§ Текст страницы:
==============================
Мы сознали теперь совершенно ясно, что утреннее заявление Плеханова об отказе его от соредакторства было простой ловушкой, рассчитанным шахматным ходом, западней для наивных «пижонов»: это не могло подлежать никакому сомнению, ибо если бы Плеханов искренне боялся соредакторства, боялся затормозить дело, боялся породить лишние трения между нами, — он бы никоим образом не мог, минуту спустя, обнаружить (и грубо обнаружить), что его со редакторство совершенно равносильно его едино редакторству.
Ну а раз человек, с которым мы хотим вести близкое общее дело… пускает в ход по отношению к товарищам шахматный ход, — тут уж нечего сомневаться в том, что это человек нехороший, именно нехороший, что в нем сильны мотивы личного, мелкого самолюбия и тщеславия, что он — человек неискренний» 22 .
==============================
§ Цель задания:
Продублируйте полностью текст о Плеханове, ничего в нём не меняя.

Записи с указанием подписанных объектов
==============================
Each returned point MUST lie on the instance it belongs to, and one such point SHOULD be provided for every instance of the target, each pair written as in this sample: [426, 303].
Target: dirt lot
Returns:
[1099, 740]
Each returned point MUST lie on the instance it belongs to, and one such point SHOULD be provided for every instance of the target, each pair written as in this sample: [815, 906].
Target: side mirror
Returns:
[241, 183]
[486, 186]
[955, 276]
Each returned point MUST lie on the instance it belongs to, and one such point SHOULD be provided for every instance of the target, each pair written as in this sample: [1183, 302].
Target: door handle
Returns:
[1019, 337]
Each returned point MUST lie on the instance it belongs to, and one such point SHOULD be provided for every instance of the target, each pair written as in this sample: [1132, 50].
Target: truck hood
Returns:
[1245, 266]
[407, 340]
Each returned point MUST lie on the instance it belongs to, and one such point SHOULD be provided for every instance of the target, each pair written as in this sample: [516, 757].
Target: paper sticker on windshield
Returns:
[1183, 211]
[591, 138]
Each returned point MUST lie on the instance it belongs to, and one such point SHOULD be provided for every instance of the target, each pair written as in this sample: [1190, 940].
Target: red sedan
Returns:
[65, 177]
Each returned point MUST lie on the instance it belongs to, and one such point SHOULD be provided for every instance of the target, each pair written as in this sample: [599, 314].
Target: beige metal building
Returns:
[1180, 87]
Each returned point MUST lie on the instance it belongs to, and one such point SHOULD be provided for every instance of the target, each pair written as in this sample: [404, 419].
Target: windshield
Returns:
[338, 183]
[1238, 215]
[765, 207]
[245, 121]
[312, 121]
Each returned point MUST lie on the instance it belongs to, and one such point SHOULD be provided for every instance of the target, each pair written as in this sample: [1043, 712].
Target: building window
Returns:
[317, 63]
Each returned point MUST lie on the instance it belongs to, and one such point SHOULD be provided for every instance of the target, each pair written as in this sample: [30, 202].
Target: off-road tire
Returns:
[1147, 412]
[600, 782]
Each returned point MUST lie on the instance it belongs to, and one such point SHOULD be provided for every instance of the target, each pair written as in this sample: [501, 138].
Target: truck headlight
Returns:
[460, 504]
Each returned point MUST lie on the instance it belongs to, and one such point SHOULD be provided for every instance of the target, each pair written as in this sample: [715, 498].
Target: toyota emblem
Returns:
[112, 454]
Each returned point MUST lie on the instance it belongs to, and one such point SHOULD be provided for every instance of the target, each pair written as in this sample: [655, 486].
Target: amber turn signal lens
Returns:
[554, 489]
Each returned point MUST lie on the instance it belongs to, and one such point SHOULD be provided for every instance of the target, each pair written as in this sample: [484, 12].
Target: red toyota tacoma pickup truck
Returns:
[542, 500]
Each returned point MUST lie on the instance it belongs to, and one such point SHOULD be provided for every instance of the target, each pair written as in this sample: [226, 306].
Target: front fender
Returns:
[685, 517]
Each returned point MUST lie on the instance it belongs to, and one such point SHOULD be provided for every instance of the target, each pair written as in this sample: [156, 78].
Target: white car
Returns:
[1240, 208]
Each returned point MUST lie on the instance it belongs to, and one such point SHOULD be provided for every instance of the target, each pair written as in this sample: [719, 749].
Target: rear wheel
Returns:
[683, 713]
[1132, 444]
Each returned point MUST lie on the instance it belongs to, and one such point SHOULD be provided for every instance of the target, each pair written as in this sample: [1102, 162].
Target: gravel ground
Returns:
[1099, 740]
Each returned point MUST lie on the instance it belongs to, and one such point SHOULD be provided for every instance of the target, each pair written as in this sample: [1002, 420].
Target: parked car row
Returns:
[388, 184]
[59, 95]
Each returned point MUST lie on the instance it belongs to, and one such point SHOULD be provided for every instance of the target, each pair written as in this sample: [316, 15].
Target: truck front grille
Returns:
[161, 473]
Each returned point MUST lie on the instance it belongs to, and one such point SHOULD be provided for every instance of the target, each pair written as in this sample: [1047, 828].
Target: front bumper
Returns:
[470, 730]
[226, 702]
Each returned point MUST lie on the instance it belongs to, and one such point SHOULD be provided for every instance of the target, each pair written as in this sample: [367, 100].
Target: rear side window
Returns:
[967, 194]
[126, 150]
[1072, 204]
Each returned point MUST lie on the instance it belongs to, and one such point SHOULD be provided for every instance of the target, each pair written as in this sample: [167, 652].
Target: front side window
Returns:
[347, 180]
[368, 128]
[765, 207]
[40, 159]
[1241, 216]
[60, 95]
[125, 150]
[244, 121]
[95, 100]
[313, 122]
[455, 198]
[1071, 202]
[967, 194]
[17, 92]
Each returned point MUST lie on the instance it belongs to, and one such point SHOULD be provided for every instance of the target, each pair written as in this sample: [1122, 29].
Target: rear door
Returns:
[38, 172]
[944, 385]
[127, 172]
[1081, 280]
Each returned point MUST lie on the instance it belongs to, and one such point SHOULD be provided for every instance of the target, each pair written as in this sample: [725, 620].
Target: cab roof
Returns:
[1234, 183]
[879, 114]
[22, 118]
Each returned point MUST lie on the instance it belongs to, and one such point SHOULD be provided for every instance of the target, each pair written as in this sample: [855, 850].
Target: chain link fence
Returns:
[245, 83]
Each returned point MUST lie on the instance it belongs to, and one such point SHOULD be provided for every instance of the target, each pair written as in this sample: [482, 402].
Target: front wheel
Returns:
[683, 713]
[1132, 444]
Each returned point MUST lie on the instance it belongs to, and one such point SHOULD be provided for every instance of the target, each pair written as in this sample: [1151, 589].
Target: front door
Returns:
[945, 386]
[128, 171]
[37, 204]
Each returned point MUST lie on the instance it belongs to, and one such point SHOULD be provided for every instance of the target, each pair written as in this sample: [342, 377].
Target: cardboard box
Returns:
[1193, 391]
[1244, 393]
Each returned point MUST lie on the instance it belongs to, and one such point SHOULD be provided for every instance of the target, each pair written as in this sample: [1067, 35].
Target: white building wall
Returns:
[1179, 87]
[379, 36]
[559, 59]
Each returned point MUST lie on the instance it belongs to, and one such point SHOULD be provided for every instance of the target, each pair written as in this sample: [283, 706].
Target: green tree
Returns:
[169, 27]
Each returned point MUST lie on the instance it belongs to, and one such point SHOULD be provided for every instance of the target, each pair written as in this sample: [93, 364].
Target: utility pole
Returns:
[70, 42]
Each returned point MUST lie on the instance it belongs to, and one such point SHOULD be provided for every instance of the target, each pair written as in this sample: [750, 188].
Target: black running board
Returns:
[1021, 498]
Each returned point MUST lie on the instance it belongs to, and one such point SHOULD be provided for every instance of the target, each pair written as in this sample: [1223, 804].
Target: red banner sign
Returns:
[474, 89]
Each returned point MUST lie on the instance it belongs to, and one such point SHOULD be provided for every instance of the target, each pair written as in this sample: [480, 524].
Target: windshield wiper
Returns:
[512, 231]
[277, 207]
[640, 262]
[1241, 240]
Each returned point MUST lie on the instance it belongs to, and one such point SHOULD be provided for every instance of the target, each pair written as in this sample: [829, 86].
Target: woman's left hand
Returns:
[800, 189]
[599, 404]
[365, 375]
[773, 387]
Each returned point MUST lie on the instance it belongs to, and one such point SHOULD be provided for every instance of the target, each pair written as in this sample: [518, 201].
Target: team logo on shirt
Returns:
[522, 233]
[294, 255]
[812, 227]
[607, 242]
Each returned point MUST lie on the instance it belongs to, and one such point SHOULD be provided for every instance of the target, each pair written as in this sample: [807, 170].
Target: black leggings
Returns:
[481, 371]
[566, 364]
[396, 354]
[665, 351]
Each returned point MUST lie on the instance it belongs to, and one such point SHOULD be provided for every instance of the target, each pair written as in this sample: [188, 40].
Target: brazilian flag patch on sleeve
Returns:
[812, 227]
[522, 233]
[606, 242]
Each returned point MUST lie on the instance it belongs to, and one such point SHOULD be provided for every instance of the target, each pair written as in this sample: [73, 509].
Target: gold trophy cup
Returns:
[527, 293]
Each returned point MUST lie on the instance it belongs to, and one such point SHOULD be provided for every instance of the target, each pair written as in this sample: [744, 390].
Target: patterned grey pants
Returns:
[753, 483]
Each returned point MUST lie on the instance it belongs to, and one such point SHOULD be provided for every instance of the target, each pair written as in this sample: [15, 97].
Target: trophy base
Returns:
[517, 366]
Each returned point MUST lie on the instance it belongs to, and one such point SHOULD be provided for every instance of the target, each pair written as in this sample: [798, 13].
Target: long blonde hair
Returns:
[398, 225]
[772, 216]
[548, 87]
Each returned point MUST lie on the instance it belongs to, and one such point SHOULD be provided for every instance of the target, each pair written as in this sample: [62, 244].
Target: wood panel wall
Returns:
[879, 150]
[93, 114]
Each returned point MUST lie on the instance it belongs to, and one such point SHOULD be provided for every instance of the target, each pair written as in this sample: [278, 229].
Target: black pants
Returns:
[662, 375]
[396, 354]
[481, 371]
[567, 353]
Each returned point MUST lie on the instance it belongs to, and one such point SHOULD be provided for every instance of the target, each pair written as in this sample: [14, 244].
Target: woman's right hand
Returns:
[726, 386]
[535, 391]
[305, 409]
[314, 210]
==============================
§ Ожидаемый ответ:
Мы сознали теперь совершенно ясно, что утреннее заявление Плеханова об отказе его от соредакторства было простой ловушкой, рассчитанным шахматным ходом, западней для наивных «пижонов»: это не могло подлежать никакому сомнению, ибо если бы Плеханов искренне боялся соредакторства, боялся затормозить дело, боялся породить лишние трения между нами, — он бы никоим образом не мог, минуту спустя, обнаружить (и грубо обнаружить), что его со редакторство совершенно равносильно его едино редакторству.
Ну а раз человек, с которым мы хотим вести близкое общее дело… пускает в ход по отношению к товарищам шахматный ход, — тут уж нечего сомневаться в том, что это человек нехороший, именно нехороший, что в нем сильны мотивы личного, мелкого самолюбия и тщеславия, что он — человек неискренний» 22 .